▶ _ACTIVITY_
The pictures are to be omitted when the entries are reproduced exactly.

▶ _DATASET CONTENT_

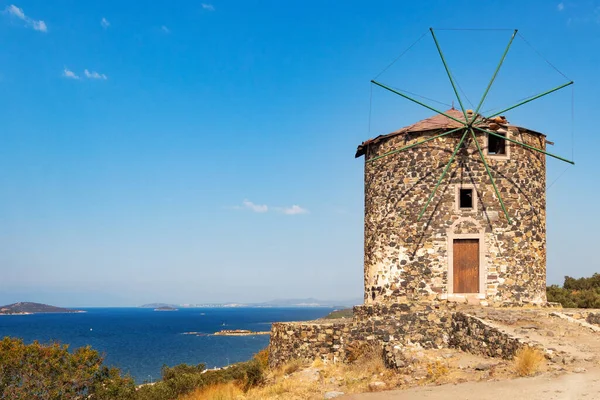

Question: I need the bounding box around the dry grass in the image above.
[513,346,545,377]
[426,360,449,382]
[244,377,321,400]
[282,359,305,375]
[180,382,244,400]
[177,340,400,399]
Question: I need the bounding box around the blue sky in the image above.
[0,1,598,306]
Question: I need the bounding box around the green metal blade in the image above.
[371,80,467,126]
[418,129,468,221]
[472,29,517,124]
[469,127,511,223]
[486,81,573,119]
[474,126,574,165]
[366,126,466,163]
[430,28,469,122]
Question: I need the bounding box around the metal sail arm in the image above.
[472,29,518,124]
[367,126,465,163]
[469,127,511,223]
[430,28,469,122]
[418,129,469,221]
[473,126,575,165]
[485,81,573,119]
[371,80,467,126]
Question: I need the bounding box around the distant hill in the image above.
[254,298,362,308]
[139,303,178,309]
[154,306,178,311]
[139,298,363,308]
[0,302,81,315]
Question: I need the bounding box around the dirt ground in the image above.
[344,367,600,399]
[343,309,600,400]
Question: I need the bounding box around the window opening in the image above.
[459,188,473,209]
[488,132,506,155]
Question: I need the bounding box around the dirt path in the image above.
[344,368,600,400]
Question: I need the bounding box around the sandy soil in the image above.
[344,368,600,399]
[344,309,600,400]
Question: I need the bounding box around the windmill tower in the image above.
[356,29,574,306]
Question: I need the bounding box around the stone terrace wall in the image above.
[269,304,453,367]
[268,321,351,367]
[451,312,529,359]
[269,306,557,367]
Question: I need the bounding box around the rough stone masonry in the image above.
[355,109,547,306]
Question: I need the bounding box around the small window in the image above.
[488,132,506,155]
[459,188,473,209]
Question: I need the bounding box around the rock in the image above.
[521,325,539,330]
[324,391,345,399]
[573,367,587,373]
[442,353,454,359]
[369,381,386,390]
[546,331,555,337]
[474,363,493,371]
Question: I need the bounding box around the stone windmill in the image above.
[356,29,574,306]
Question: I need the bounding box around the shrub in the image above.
[547,275,600,308]
[253,348,269,370]
[283,359,305,375]
[139,359,266,399]
[513,346,544,377]
[0,337,136,400]
[345,340,382,364]
[426,360,449,381]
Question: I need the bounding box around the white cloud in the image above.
[32,20,46,32]
[101,17,110,29]
[84,69,108,80]
[161,25,170,33]
[232,200,308,215]
[280,205,309,215]
[557,2,564,11]
[62,68,80,80]
[201,3,215,11]
[241,200,268,213]
[6,5,24,19]
[4,4,47,32]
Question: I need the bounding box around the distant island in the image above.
[183,329,270,337]
[213,329,269,336]
[0,302,83,315]
[154,306,178,312]
[139,303,178,309]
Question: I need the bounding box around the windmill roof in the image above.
[355,109,545,158]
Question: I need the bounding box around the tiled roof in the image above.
[355,109,544,158]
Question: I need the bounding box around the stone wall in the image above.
[450,312,526,358]
[269,307,558,367]
[361,124,547,305]
[269,304,453,367]
[268,321,351,367]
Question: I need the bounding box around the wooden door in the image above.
[453,239,479,293]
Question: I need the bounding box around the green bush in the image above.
[0,337,136,400]
[547,274,600,308]
[0,337,267,400]
[137,357,266,399]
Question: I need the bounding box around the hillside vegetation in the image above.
[547,274,600,308]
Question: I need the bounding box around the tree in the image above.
[0,337,136,400]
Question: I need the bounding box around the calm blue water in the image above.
[0,307,331,383]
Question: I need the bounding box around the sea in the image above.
[0,307,333,383]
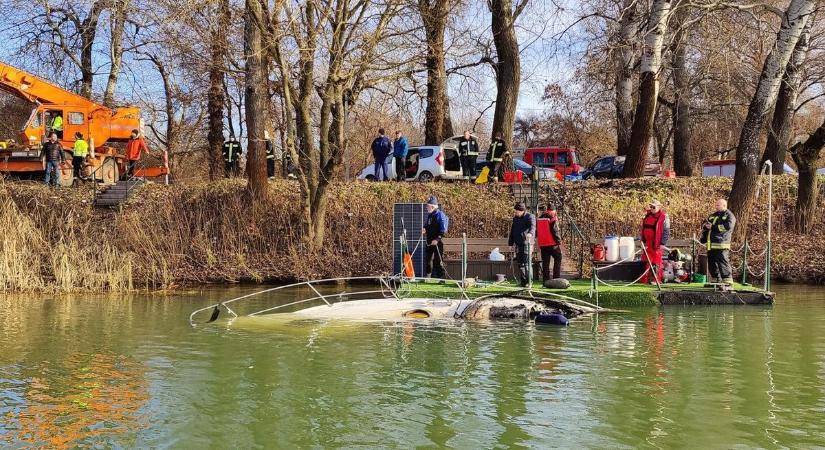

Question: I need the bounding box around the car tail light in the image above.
[436,150,443,166]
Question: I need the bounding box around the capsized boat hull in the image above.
[254,297,545,321]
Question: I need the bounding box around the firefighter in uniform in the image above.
[640,199,670,284]
[266,139,276,178]
[702,198,736,285]
[487,133,507,182]
[457,130,479,178]
[222,135,242,177]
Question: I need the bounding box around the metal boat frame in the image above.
[188,275,602,327]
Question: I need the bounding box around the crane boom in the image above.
[0,62,111,113]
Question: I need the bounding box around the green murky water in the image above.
[1,285,824,448]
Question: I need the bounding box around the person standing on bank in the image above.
[640,199,671,284]
[702,198,736,285]
[41,132,64,187]
[458,130,479,178]
[393,130,408,182]
[509,202,536,287]
[266,139,276,178]
[223,135,242,178]
[536,205,562,281]
[124,129,150,180]
[487,132,507,182]
[421,196,449,279]
[371,128,392,181]
[72,132,89,184]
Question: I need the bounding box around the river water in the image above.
[1,284,824,448]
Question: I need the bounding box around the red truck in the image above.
[522,147,583,176]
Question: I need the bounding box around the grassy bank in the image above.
[1,175,822,292]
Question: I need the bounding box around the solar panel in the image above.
[393,203,426,276]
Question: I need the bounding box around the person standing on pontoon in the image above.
[421,195,449,279]
[640,199,670,284]
[702,198,736,286]
[509,202,536,287]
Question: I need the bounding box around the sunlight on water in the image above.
[1,285,824,448]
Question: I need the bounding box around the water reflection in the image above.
[0,285,824,447]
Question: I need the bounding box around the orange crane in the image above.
[0,61,168,185]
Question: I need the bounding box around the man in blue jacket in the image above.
[371,128,392,181]
[421,195,449,279]
[393,130,408,182]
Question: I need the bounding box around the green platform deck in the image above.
[399,279,774,308]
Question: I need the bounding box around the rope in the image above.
[594,250,642,271]
[747,266,766,277]
[748,246,768,259]
[594,270,648,288]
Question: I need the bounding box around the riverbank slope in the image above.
[1,176,821,291]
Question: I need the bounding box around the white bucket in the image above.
[604,236,619,262]
[619,237,635,261]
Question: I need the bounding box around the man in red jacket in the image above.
[536,204,562,281]
[640,199,670,284]
[124,129,150,180]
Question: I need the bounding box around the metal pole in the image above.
[462,233,467,284]
[765,161,773,291]
[741,238,748,285]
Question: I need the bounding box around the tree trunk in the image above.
[78,3,105,98]
[421,0,453,145]
[728,0,816,233]
[614,0,637,156]
[791,118,825,233]
[762,20,812,175]
[103,0,128,107]
[623,0,672,178]
[671,3,693,176]
[207,0,231,180]
[243,0,269,201]
[489,0,524,150]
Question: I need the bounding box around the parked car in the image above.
[703,159,798,177]
[581,155,661,179]
[356,145,462,181]
[523,147,583,176]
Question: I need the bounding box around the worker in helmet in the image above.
[509,201,536,287]
[71,132,89,184]
[223,135,242,178]
[48,112,64,139]
[124,129,150,180]
[487,132,507,182]
[421,196,449,279]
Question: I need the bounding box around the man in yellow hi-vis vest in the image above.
[701,198,737,285]
[49,113,64,139]
[72,132,89,183]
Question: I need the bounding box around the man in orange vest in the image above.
[640,199,670,284]
[536,204,563,281]
[124,129,150,180]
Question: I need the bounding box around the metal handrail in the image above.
[189,276,396,326]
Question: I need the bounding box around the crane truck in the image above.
[0,62,168,186]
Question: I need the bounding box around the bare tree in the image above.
[419,0,456,144]
[728,0,817,231]
[103,0,129,106]
[670,0,693,176]
[762,18,814,175]
[622,0,672,178]
[488,0,528,150]
[613,0,638,156]
[208,0,232,180]
[243,0,268,201]
[790,117,825,233]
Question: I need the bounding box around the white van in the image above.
[357,145,462,181]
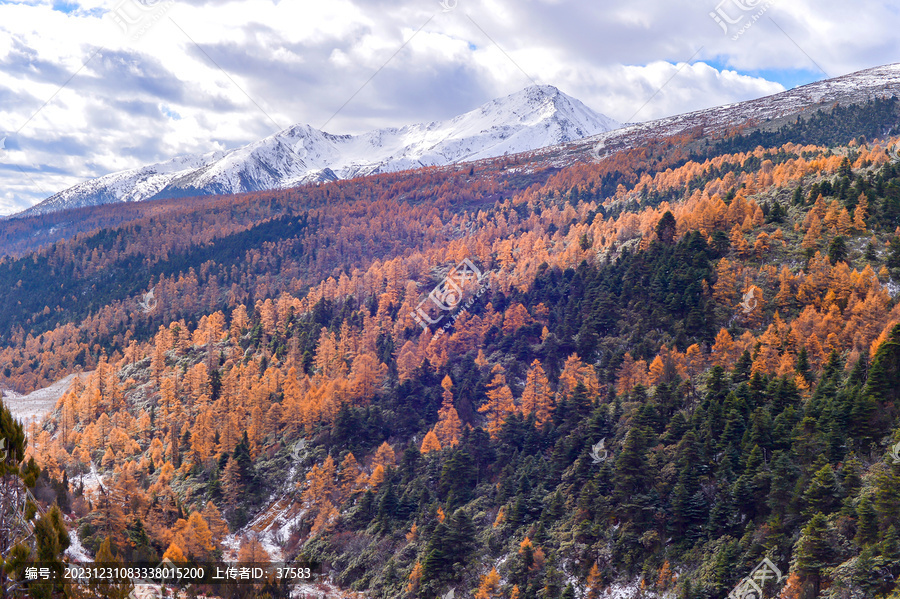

▶ _PROBLEM SOLUTION_
Question: I need the bounding box around the dry grass in the image above.
[513,346,545,377]
[426,360,449,382]
[244,377,321,400]
[282,359,305,375]
[180,382,244,400]
[177,340,400,399]
Question: I need the bounding box around the blue sky in the image above.
[0,1,598,306]
Question: I need the bounding box around the green metal blade in the image above.
[371,80,467,126]
[418,129,468,221]
[472,29,517,124]
[469,127,511,223]
[486,81,573,119]
[474,126,574,165]
[366,126,466,163]
[430,28,469,122]
Question: I need the bounding box around the metal sail arm in the image above.
[472,29,518,124]
[367,126,465,163]
[469,127,511,223]
[430,28,469,122]
[418,129,469,221]
[473,126,575,165]
[485,81,573,119]
[371,80,467,126]
Question: I need the bounding box around the distant hill in the image above.
[254,298,362,308]
[139,303,178,309]
[154,306,178,311]
[139,298,363,308]
[0,302,81,315]
Question: I need the bounding box around the dirt ground in the image above.
[344,367,600,399]
[343,309,600,400]
Question: I need the bounding box around the window opening in the image above.
[459,188,473,209]
[488,132,506,155]
Question: I need the bounding box around the dirt path in the image above.
[344,368,600,400]
Question: I need the bounding box around the sandy soil in the image above.
[344,368,600,399]
[344,309,600,400]
Question: I need the bounding box around the windmill tower in the image above.
[356,29,574,306]
Question: I need the bounding box around the stone terrace wall in the image above.
[269,304,453,367]
[268,321,351,367]
[451,312,529,359]
[269,306,557,367]
Question: I need the bounding box around the rough stone masonry in the image above.
[355,109,547,306]
Question: I need the bounding box around the small window in the image above.
[488,132,506,155]
[459,188,473,209]
Question: I need the bounding box around the rock in the image above.
[521,325,539,330]
[324,391,345,399]
[573,367,587,373]
[442,353,454,359]
[369,381,386,390]
[546,331,555,337]
[474,363,493,371]
Question: I need the bounding box around the stone windmill in the image above.
[356,29,574,306]
Question: I need the bounding box around the shrub in the image above.
[547,275,600,308]
[253,348,269,370]
[283,359,305,375]
[139,359,266,399]
[513,346,544,377]
[0,337,136,400]
[345,340,382,364]
[426,360,449,381]
Question: I need the bounding box around the white cloud in the image above.
[32,20,46,32]
[101,17,110,29]
[84,69,108,80]
[161,25,170,33]
[232,200,308,215]
[280,205,309,215]
[557,2,564,11]
[62,68,80,80]
[201,3,215,11]
[241,200,268,213]
[6,5,24,19]
[4,4,47,32]
Question: I need the bounding box around the distant island in the image above.
[183,329,270,337]
[213,329,269,336]
[0,302,83,315]
[154,306,178,312]
[139,303,178,309]
Question: I need the bounding box around the windmill roof in the image above.
[355,109,545,158]
Question: I need the bounding box around the tiled roof in the image above.
[355,109,544,158]
Question: I need the bounding box around the stone wall in the image above.
[450,312,526,358]
[269,307,558,367]
[361,124,547,305]
[269,304,453,367]
[268,321,351,367]
Question: I need the bounding box around the wooden door in the image above.
[453,239,479,293]
Question: I need the bounding box around the green bush in the image above.
[0,337,136,400]
[547,274,600,308]
[0,337,267,400]
[137,357,266,399]
Question: I need the bounding box around the hillside vegetation in the image above.
[547,274,600,308]
Question: I need the bounding box around the tree in the image above.
[0,337,136,400]
Question: I need the bounding box around the calm blue water in the image above.
[0,307,331,383]
Question: I need the bounding box around the sea in the image above.
[0,307,333,383]

Question: I need the bounding box around the car tail light in the image above.
[436,150,443,166]
Question: I need the bounding box around the capsized boat hull in the image above.
[254,297,545,321]
Question: I need the bounding box around the firefighter in uniform in the image above.
[640,199,670,284]
[266,139,276,178]
[702,198,736,285]
[487,133,507,182]
[457,130,479,178]
[222,135,242,177]
Question: I need the bounding box around the metal boat frame in the image above.
[188,275,602,327]
Question: I need the bounding box around the crane boom in the image above.
[0,62,111,113]
Question: I need the bounding box around the green murky water in the image above.
[1,285,824,448]
Question: I need the bounding box around the person standing on bank in the image above.
[640,199,671,284]
[702,198,736,285]
[41,132,64,187]
[458,130,479,178]
[393,130,408,182]
[509,202,536,287]
[266,139,276,178]
[223,135,242,178]
[536,205,562,281]
[124,129,150,180]
[487,132,507,182]
[421,196,449,279]
[371,128,392,181]
[72,132,89,184]
Question: I need the bounding box around the river water in the image above.
[1,284,824,448]
Question: I need the bounding box around the red truck in the image above.
[522,147,583,176]
Question: I need the bounding box around the grassy bank in the image above.
[1,175,822,292]
Question: I need the bounding box around the solar panel in the image above.
[393,203,426,276]
Question: I need the bounding box around the person standing on pontoon in the image above.
[421,195,449,279]
[640,199,670,284]
[702,198,736,286]
[509,202,536,287]
Question: I need the bounding box around the sunlight on water in the image above.
[1,285,824,448]
Question: I need the bounding box around the water reflection in the image above.
[0,285,824,447]
Question: I need the bounding box around the orange crane in the image above.
[0,61,168,185]
Question: I need the bounding box around the man in blue jacket in the image above.
[371,128,392,181]
[421,195,449,279]
[393,130,408,182]
Question: I need the bounding box around the green platform deck in the image above.
[399,279,774,308]
Question: I need the bounding box around the rope in the image above.
[594,250,642,271]
[747,266,766,277]
[748,246,768,259]
[594,270,648,288]
Question: I need the bounding box around the riverbank slope in the image above.
[1,176,821,291]
Question: I need the bounding box around the white bucket in the image above.
[604,236,619,262]
[619,237,635,261]
Question: I need the bounding box around the man in red jacket in the image above.
[536,204,562,281]
[640,199,670,284]
[124,129,150,180]
Question: I need the bounding box around the metal pole in the image above.
[462,233,467,284]
[765,161,773,291]
[741,238,748,285]
Question: I need the bounding box around the tree trunk in the image above.
[78,3,105,98]
[421,0,453,145]
[728,0,816,233]
[614,0,637,156]
[791,118,825,233]
[762,20,812,175]
[103,0,128,107]
[623,0,672,178]
[671,3,693,176]
[207,0,231,180]
[243,0,269,201]
[489,0,524,150]
Question: I need the bounding box around the parked car in the image above.
[703,159,798,177]
[581,155,661,179]
[356,145,462,181]
[523,147,583,176]
Question: I need the bounding box around the worker in helmet in the image above.
[509,201,536,287]
[71,132,89,184]
[223,135,242,178]
[48,112,64,139]
[124,129,150,180]
[487,132,507,182]
[421,196,449,279]
Question: I need the bounding box around the man in yellow hi-vis vest in the image above.
[701,198,737,285]
[49,113,64,139]
[72,132,89,183]
Question: I need the bounding box around the man in orange vest in the image above.
[640,199,670,284]
[536,204,563,281]
[124,129,150,180]
Question: I need the bounding box around the metal handrail in the image above.
[189,276,396,326]
Question: I need the bounding box around the crane truck in the image above.
[0,62,168,186]
Question: I need the bounding box around the bare tree in the image above.
[419,0,456,144]
[728,0,817,231]
[103,0,129,106]
[670,0,693,176]
[762,18,814,175]
[622,0,672,178]
[488,0,528,150]
[613,0,638,156]
[208,0,232,180]
[243,0,268,201]
[790,117,825,233]
Question: I need the bounding box around the white van in the image above.
[357,145,462,181]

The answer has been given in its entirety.